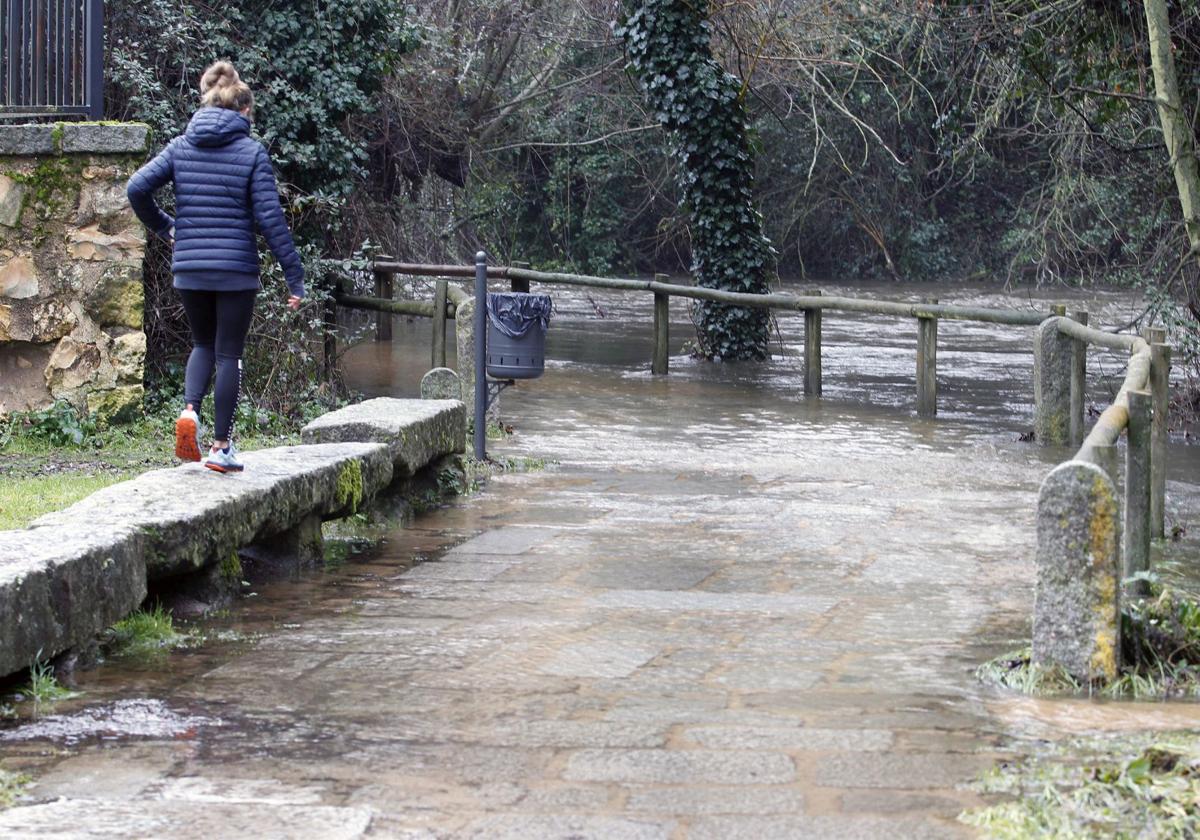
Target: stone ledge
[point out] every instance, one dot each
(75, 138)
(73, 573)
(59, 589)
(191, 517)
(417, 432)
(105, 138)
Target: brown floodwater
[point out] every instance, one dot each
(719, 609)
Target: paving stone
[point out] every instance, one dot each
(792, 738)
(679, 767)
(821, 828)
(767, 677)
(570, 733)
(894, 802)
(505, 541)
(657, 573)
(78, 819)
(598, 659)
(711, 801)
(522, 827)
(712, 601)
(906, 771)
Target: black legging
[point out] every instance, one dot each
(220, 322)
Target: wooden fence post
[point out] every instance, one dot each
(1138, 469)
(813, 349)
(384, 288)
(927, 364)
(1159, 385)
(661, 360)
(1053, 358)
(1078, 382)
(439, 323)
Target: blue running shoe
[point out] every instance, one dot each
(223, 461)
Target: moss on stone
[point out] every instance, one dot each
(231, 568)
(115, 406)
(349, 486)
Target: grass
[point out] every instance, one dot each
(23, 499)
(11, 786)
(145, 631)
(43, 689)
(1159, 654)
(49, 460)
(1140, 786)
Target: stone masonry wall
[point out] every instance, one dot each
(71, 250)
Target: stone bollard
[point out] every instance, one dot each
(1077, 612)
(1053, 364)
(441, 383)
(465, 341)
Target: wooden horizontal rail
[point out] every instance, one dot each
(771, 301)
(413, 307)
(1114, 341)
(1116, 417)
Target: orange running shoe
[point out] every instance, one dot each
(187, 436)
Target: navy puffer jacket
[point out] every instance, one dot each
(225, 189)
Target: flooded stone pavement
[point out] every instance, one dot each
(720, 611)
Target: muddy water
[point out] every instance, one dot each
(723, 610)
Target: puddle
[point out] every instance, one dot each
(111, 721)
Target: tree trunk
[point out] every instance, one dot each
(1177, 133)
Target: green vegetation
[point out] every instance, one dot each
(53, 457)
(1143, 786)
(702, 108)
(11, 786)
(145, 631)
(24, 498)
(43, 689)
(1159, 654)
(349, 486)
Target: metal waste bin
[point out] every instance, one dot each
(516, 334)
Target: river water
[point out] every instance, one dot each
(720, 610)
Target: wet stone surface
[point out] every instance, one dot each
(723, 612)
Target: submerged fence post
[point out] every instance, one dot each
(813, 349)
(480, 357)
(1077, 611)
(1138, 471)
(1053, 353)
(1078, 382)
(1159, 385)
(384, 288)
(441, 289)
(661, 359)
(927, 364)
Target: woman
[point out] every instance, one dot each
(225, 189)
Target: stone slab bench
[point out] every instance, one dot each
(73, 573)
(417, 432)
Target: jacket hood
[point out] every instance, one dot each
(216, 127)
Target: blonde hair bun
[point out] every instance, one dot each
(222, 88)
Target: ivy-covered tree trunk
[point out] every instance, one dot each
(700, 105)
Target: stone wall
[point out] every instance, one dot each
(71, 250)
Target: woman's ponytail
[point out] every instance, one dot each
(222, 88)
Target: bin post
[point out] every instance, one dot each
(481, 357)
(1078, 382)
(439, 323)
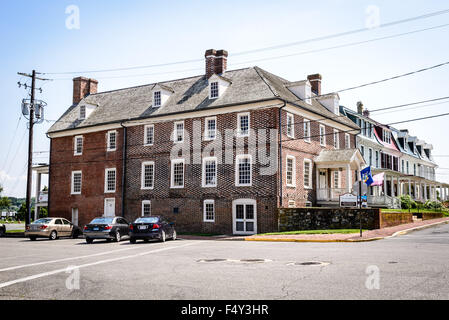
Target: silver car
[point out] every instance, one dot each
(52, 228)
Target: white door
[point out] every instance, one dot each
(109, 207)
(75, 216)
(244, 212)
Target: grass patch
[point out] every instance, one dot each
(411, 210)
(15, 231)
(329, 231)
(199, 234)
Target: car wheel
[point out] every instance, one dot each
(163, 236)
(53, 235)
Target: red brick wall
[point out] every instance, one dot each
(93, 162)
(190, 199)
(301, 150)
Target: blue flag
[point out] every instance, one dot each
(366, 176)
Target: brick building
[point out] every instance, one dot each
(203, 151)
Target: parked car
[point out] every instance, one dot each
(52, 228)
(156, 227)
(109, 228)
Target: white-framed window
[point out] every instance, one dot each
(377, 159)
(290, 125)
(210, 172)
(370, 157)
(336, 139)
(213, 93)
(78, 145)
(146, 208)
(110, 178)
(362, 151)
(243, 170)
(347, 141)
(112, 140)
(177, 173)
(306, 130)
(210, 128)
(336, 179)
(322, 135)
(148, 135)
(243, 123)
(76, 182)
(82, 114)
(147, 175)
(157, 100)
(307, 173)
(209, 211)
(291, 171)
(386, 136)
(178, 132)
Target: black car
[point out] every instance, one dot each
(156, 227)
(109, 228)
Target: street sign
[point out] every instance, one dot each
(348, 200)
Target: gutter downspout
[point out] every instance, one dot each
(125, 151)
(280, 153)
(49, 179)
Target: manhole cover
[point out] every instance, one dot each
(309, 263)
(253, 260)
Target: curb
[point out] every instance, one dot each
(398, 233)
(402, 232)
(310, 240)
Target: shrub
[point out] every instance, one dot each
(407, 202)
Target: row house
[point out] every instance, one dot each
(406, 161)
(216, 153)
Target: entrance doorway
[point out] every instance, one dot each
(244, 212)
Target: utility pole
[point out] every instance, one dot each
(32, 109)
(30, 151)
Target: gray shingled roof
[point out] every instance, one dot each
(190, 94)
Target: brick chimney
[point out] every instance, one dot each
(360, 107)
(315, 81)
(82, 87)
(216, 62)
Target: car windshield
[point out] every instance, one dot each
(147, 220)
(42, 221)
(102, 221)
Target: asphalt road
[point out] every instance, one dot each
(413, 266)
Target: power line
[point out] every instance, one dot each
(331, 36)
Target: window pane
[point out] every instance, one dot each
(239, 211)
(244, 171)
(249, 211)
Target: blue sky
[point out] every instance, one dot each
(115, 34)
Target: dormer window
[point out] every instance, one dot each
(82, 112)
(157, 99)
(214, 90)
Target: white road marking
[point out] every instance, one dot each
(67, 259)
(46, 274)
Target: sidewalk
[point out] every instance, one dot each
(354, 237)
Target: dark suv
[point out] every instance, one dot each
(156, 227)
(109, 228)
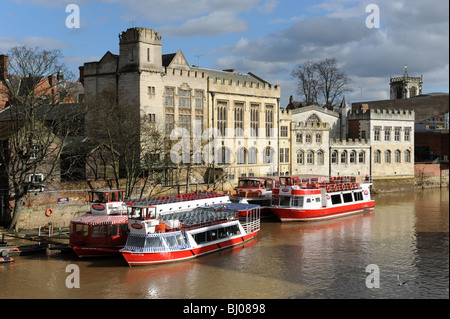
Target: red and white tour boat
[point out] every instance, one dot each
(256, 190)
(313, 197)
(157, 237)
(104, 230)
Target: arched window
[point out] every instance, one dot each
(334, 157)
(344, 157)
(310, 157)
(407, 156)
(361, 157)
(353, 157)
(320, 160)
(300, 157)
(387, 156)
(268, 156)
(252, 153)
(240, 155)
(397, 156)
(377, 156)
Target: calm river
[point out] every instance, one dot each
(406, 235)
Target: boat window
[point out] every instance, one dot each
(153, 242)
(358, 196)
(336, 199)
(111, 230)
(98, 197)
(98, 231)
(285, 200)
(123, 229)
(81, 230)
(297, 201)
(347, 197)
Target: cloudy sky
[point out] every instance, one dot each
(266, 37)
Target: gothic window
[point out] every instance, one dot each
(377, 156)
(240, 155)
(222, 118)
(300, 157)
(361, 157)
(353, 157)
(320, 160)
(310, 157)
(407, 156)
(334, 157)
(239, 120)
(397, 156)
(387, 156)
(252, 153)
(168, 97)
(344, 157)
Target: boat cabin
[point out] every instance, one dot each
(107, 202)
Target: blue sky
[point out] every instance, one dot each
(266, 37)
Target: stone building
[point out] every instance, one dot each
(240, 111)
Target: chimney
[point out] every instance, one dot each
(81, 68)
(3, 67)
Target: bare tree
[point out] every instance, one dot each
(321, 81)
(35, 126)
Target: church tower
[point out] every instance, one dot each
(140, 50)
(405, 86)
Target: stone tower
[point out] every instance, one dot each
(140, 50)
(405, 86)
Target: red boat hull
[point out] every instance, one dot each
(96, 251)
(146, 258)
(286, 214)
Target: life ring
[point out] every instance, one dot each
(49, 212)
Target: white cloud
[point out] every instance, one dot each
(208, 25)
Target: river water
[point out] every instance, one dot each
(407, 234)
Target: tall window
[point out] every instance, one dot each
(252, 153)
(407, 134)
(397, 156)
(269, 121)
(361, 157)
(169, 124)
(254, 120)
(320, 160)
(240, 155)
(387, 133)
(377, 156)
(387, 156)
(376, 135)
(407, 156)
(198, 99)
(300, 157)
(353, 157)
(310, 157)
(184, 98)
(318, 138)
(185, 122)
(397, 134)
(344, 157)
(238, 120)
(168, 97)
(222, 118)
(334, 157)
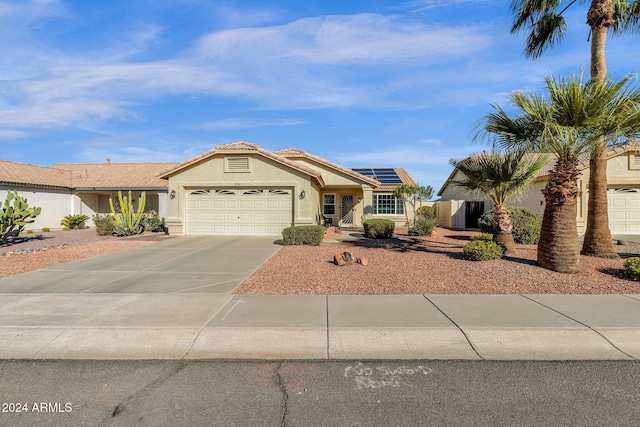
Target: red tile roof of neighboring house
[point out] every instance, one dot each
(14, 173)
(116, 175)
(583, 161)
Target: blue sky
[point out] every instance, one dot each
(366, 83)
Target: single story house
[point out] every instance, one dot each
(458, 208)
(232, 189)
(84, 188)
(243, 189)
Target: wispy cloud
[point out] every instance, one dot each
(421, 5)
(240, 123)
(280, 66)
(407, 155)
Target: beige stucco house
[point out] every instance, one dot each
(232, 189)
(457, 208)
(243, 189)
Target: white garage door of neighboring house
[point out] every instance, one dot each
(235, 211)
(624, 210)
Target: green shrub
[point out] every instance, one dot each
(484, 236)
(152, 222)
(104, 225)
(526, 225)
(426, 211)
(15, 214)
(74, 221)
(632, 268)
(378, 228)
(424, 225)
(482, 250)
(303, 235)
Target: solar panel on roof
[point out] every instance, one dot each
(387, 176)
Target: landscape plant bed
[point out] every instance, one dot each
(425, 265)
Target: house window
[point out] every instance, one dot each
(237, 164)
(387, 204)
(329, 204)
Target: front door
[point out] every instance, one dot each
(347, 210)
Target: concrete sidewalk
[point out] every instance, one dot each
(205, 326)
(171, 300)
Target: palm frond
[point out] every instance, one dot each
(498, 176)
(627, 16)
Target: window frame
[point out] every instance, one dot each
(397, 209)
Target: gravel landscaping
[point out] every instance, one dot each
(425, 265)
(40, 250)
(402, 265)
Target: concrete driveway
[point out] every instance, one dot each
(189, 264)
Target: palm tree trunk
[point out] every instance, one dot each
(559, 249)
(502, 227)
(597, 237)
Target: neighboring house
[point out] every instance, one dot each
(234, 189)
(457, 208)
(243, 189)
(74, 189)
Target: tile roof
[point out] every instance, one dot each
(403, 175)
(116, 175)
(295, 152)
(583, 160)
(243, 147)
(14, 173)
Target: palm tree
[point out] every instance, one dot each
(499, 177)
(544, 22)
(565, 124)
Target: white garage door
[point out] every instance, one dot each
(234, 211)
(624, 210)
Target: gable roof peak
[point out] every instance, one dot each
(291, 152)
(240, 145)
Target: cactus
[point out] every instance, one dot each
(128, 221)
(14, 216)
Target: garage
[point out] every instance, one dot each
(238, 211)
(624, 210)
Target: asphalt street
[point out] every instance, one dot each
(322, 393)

- [DIRECTIONS FOR THIS TASK] Copy out exactly the lines from the line with "Target: solar panel on roof" to the end of the listing, including both of those lines, and give nothing else.

- [ANSWER FOR THIS EXERCISE]
Target: solar panel on roof
[point out] every instance, one dot each
(387, 176)
Target: landscape plant bed
[point out] every instance, one dot each
(425, 265)
Target: house window
[point out] every instance, one dot each
(237, 164)
(387, 204)
(329, 204)
Target: front door
[point out] every instance, one dot each
(347, 210)
Target: concrete sidewalk
[point out] every instance, one dot each
(205, 326)
(171, 300)
Target: palm frond
[point out] every instance, one dot each
(498, 176)
(627, 16)
Target: window frame
[point out] every instance, one dot each
(397, 209)
Target: gravel landscaping
[point out] every instance, one dot each
(425, 265)
(40, 250)
(402, 265)
Target: concrete driveway
[point out] every instance, one dot each
(189, 264)
Target: palm tree trunk
[point out] every instance, one dot each
(559, 249)
(502, 227)
(597, 237)
Target: neighboring house
[point out] every instance, one dot each
(234, 189)
(457, 208)
(243, 189)
(74, 189)
Target: tile roof
[point out] every instance, one dot each
(403, 175)
(116, 175)
(295, 152)
(583, 160)
(243, 147)
(14, 173)
Target: palm tree
[point out] every instance, one dot each
(499, 177)
(544, 22)
(565, 124)
Target: white garage door
[point out] every instance, one dot each
(234, 211)
(624, 210)
Target: gable roof peak
[point out] every instance, one dot each
(291, 152)
(240, 145)
Target: cactus
[point out] every instance, one dot each
(128, 221)
(14, 216)
Target: garage
[point out] every instance, one dot each
(238, 211)
(624, 210)
Target: asphalt street
[point out] every instance, one dot each
(322, 393)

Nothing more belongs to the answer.